▶ _Texte de la page_:
^^^^^^^^
JL Mélenchon propose tellement de mesures qui augmentent les dépenses publiques qu’on finit par en avoir le tournis. Notons qu’au-delà de la suppression de la tarification à l’activité et de la multiplication des établissements de santé, il propose le remboursement à 100% systématique en incluant les frais de dentiste et d’optique. Cette mesure à elle seule représente plus de 1% du PIB, la contribution des ménages faisant actuellement un peu plus de 10% des dépenses de santé.
On s’arrêtera plus longuement sur les propositions de François Hollande, puisque les sondages le donnent gagnant au second tour. Il est donc logique d’analyser les trois engagements (sur 60) qui concernent la santé. Le troisième organise le droit à l’euthanasie et n’a donc pas sa place ici. Les trois sont regroupés sous le titre « Je veux renouer avec l'excellence de notre système de santé et renforcer l'hôpital public ».
L’engagement 19 stipule : Je réformerai la tarification pour mettre fin à l’assimilation de l’hôpital avec les établissements privés. Je le considérerai comme un service public et non comme une entreprise. Pour lutter contre les déserts médicaux, je favoriserai une meilleure répartition des médecins par la création de pôles de santé de proximité dans chaque territoire. Je fixerai un délai maximum d’une demi-heure pour accéder aux soins d’urgence. J’améliorerai la prise en compte de la santé publique, notamment en augmentant la part de rémunération forfaitaire des médecins généralistes.
^^^^^^^^
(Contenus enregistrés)
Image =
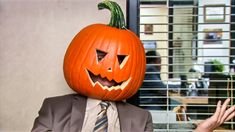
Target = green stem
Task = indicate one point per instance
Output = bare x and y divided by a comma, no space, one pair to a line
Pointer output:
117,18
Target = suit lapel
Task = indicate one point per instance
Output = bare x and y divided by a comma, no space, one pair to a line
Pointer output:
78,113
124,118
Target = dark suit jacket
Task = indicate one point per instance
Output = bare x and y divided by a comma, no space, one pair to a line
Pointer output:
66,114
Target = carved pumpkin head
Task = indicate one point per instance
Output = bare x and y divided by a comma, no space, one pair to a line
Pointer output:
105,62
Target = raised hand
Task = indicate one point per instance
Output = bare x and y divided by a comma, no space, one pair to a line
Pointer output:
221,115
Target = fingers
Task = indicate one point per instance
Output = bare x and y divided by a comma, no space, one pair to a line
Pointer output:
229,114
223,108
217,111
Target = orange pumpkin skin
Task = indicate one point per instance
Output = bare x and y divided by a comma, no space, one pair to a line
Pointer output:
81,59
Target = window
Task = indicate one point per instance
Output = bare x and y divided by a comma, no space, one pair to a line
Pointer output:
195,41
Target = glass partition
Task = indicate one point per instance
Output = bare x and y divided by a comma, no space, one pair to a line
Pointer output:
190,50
^^^^^^^^
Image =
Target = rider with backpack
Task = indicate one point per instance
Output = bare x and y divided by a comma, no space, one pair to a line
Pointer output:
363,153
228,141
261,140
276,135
^^^^^^^^
▶ _Consignes_:
• a. Dans le texte sur les programmes santé des candidats, relevez toutes les promesses de l'engagement 19 formulées avec « Je » suivi d'un verbe au futur.
• b. Écrivez la suite du texte sur les programmes santé des candidats, en reprenant juste après sa dernière phrase.

▶ _Réponses attendues_:
• a.
- Réformer la tarification pour mettre fin à l'assimilation de l'hôpital avec les établissements privés
- Considérer l'hôpital comme un service public et non comme une entreprise
- Favoriser une meilleure répartition des médecins par la création de pôles de santé de proximité dans chaque territoire
- Fixer un délai maximum d'une demi-heure pour accéder aux soins d'urgence
- Améliorer la prise en compte de la santé publique, notamment en augmentant la part de rémunération forfaitaire des médecins généralistes

• b.
Comment faut-il comprendre les deux premières phrases ? Difficile à dire ! Ceux qui l’espère comprendront qu’il s’agit de supprimer la TAA, système de tarification qui s’applique en effet de la même manière au privé et au public. Mais il s’agit de la réformer, dans quel sens ? La deuxième phrase n’est qu’une déclaration d’intention, qui laisse croire à ceux qui le souhaitent qu’on arrêtera de gérer les hôpitaux ! Le reste est du même acabit : j’avoue ne pas voir quelle est actuellement la part de rémunération forfaitaire des médecins généralistes.
L’engagement 20 stipule pour sa part : Je sécuriserai l’accès aux soins de tous les Français en encadrant les dépassements d’honoraires, en favorisant une baisse du prix des médicaments et en supprimant le droit d’entrée dans le dispositif de l’aide médicale d’État.
Le dernier morceau de phrase comporte donc une mesure précise (la seule). Son coût est dérisoire : 6 millions d’euros
Si la formulation de ces engagements laisse la porte à l’absence d’action, on peut aussi noter qu’elle laisse croire à des réformes coûteuses.
Le système qui prévalait avant l’instauration de la T2A était le budget global, réévalué régulièrement de la même manière partout, c’est-à-dire qu’il maintenait les inégalités initiales (l’APHP était ainsi réputée, à tort ou à raison, comme privilégiée). De plus, en cas de déficit prolongé, le maire, président du conseil d’administration se démenait pour faire passer l’éponge sur la dette, et il arrivait plus ou moins bien selon son poids politique : le système était structurellement inéquitable.
Il est évident que pour une partie de ses électeurs, le programme de F Hollande est une autorisation à ne plus s’obliger à maîtriser les dépenses, un engagement de ne plus fermer les services déficitaires, ou une garantie que la proportion de médecins en horaires libres va diminuer.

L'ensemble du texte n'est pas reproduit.